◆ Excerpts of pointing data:
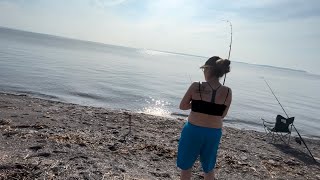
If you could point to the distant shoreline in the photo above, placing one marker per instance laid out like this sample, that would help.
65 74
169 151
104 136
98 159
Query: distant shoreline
171 52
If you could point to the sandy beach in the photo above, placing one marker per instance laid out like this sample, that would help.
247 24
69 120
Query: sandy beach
42 139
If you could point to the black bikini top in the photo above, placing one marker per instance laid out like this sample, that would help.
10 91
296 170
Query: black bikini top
210 108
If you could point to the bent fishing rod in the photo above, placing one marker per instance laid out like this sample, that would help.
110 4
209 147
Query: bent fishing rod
288 118
225 75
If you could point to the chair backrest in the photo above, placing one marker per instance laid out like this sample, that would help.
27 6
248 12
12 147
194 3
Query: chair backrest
282 124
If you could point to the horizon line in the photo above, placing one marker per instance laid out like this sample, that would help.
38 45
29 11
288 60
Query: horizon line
164 51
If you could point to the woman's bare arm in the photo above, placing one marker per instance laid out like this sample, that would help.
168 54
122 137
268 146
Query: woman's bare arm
228 103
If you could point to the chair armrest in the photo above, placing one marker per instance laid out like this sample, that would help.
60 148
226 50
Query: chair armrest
267 121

◆ Stated goal:
Reproduce all of the records above verbatim, line for line, but omit the pictures from your reproduction.

◆ Full response:
If you could point to the distant shoreline in the photo above, placing one marker per instance laid out like this sample, that would help.
65 74
169 151
104 136
98 159
Query: distant shoreline
171 52
If you could point to the sandy beach in the photo above, placing one marker per instance laid out like this sample, that would help.
247 24
69 120
Query: sandy beach
42 139
If you could point to the black bikini top in the photo above, placing one marker per instance laid out like this sample, that would help.
10 91
296 170
Query: black bikini top
210 108
If you could point to the bent fishing rod in the photo above, placing one marker per instance laid out like this sample, that would help.
110 4
209 147
Query: bent fishing rod
288 118
225 75
If you could point to the chair backrest in the photo above, placing one marker per instance laid out like this sample, that would help.
27 6
248 12
12 147
194 3
Query: chair backrest
282 124
If you could point to the horizon line in the photo above, placing one marker per instance laid out like this sample, that would help.
38 45
29 11
288 60
Query: horizon line
164 51
If you could point to the woman's bare arm in the photo above, placing one marker per instance laid out like this sample, that would help.
168 54
122 137
268 146
Query: woman's bare arm
228 103
If you could point to the chair armrest in the photo above, placing one marker per instance laid out like this sample, that would help.
60 148
226 50
Query: chair armrest
267 121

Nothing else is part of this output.